Action item:
Below is a listing; restate from it, character for character, the lines beginning at the line holding "A point marks every instance of the main" and ending at the line holding "A point marks every instance of the propeller blade", both included.

Recorded data:
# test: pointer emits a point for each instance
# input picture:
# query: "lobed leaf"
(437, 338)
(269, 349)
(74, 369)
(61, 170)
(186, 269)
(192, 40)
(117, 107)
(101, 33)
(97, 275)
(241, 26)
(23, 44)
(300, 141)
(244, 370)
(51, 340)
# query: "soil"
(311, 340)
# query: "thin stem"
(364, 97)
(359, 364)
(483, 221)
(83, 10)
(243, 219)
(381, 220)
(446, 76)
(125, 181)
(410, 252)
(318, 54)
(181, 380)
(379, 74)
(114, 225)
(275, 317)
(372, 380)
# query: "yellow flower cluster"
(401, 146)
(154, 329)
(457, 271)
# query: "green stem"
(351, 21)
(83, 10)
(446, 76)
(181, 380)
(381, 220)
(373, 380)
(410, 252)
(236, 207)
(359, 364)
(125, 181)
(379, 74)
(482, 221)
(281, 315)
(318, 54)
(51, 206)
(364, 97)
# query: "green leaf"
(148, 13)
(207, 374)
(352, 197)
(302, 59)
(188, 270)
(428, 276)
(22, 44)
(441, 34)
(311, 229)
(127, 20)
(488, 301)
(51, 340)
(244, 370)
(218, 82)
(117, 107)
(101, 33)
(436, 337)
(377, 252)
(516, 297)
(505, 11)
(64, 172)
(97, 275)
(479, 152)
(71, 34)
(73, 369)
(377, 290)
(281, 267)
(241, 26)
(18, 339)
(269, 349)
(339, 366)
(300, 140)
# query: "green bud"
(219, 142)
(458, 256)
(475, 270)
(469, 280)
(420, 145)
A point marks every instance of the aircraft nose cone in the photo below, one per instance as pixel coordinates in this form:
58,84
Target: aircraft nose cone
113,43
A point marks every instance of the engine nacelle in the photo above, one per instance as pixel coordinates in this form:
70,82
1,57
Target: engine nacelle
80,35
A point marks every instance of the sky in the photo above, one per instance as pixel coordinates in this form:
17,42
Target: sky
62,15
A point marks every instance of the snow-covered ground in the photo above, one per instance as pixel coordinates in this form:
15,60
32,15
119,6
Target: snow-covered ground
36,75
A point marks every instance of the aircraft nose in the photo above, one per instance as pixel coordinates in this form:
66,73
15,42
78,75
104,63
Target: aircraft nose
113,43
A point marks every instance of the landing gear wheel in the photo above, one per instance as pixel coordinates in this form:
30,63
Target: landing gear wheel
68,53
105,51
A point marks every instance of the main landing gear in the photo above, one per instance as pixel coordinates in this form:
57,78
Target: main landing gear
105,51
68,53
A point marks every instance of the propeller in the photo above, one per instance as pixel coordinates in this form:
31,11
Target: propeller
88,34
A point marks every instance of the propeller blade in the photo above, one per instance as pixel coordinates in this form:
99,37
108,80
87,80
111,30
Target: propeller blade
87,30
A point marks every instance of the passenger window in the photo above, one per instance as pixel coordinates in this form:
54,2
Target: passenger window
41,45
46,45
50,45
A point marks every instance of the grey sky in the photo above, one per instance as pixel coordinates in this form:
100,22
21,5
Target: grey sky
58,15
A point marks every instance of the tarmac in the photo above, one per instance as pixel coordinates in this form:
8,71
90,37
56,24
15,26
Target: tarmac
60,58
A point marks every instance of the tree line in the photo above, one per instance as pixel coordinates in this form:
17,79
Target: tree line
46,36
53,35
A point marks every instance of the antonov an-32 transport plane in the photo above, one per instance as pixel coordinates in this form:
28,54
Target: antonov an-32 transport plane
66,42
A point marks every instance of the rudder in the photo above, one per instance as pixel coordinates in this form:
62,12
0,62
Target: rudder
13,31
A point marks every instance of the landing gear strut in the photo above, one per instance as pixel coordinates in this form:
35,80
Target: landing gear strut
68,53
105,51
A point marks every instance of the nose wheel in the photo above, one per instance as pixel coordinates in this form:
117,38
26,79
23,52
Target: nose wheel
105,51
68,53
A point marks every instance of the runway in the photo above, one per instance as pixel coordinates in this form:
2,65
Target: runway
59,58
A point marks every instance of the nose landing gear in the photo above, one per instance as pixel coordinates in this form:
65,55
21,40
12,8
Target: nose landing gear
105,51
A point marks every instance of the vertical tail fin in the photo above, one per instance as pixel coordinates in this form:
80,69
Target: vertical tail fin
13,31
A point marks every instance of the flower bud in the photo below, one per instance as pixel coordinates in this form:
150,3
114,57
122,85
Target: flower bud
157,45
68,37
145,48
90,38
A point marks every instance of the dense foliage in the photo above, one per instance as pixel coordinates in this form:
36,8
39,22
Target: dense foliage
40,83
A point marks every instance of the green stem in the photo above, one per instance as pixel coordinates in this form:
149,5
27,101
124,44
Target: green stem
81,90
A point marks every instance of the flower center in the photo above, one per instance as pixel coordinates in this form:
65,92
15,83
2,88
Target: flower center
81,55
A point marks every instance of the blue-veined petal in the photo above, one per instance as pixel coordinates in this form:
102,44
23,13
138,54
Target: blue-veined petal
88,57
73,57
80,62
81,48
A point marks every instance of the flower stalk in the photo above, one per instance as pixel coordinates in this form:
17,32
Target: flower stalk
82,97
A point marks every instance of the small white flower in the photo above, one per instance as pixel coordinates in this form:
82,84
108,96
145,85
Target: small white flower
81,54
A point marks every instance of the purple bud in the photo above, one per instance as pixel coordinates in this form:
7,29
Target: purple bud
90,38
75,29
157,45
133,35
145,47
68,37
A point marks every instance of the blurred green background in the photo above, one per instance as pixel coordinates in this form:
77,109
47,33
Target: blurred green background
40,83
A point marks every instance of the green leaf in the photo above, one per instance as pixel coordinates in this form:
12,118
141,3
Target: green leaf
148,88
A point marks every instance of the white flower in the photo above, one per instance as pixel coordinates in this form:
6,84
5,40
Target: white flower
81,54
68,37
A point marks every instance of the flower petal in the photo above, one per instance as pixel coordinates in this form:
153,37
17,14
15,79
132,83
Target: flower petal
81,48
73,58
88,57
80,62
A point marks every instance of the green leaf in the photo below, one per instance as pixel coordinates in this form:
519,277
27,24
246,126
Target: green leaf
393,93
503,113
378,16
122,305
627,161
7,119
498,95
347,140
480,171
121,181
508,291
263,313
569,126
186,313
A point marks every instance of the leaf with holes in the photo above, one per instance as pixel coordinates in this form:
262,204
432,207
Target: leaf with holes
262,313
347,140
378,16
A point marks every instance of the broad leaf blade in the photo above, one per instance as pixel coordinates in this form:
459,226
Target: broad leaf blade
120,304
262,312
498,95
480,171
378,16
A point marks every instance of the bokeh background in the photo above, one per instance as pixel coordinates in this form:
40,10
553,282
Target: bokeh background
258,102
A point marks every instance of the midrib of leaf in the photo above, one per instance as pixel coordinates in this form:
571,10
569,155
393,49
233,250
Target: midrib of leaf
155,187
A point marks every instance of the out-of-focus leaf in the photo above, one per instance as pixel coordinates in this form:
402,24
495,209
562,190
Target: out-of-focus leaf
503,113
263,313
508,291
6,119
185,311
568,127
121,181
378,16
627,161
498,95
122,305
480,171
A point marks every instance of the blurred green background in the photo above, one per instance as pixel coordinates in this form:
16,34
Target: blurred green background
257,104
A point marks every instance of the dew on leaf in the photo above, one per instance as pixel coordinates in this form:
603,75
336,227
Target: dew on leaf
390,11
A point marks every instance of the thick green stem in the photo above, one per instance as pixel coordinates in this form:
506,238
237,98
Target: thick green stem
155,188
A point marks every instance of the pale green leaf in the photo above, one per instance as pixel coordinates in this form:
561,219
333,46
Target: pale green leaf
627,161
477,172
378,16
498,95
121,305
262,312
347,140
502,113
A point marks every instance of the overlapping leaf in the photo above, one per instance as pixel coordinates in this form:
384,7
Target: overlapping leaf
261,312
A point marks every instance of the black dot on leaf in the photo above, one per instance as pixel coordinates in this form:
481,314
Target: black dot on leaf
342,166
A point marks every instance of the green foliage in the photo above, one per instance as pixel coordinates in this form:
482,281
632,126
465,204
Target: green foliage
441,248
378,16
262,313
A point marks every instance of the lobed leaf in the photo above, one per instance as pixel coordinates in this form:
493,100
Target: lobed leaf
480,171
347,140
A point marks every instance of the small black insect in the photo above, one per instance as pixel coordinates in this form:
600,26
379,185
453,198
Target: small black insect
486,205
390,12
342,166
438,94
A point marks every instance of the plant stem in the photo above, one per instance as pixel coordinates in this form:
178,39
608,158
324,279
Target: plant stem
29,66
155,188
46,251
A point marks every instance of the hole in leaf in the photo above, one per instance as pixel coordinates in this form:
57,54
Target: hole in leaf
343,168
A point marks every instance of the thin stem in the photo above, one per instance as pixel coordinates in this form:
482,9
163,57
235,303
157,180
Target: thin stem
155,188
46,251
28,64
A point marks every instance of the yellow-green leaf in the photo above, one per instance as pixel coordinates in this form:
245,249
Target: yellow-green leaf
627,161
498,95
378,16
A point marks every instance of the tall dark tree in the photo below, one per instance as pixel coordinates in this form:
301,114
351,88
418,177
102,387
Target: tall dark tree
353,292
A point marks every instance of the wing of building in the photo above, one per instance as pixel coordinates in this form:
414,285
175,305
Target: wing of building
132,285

Solution to the problem:
A point marks every instance of the main landing gear in the photo above, one per instance as pixel coordinates in this form:
57,78
Target: main landing gear
105,51
68,53
A point marks every instance of the propeller in the photo above, one per instance as pixel coordinates in this form:
31,11
Target: propeller
88,34
A point marks every instance of the propeller blade in the photo above, one per instance as pixel coordinates in this form:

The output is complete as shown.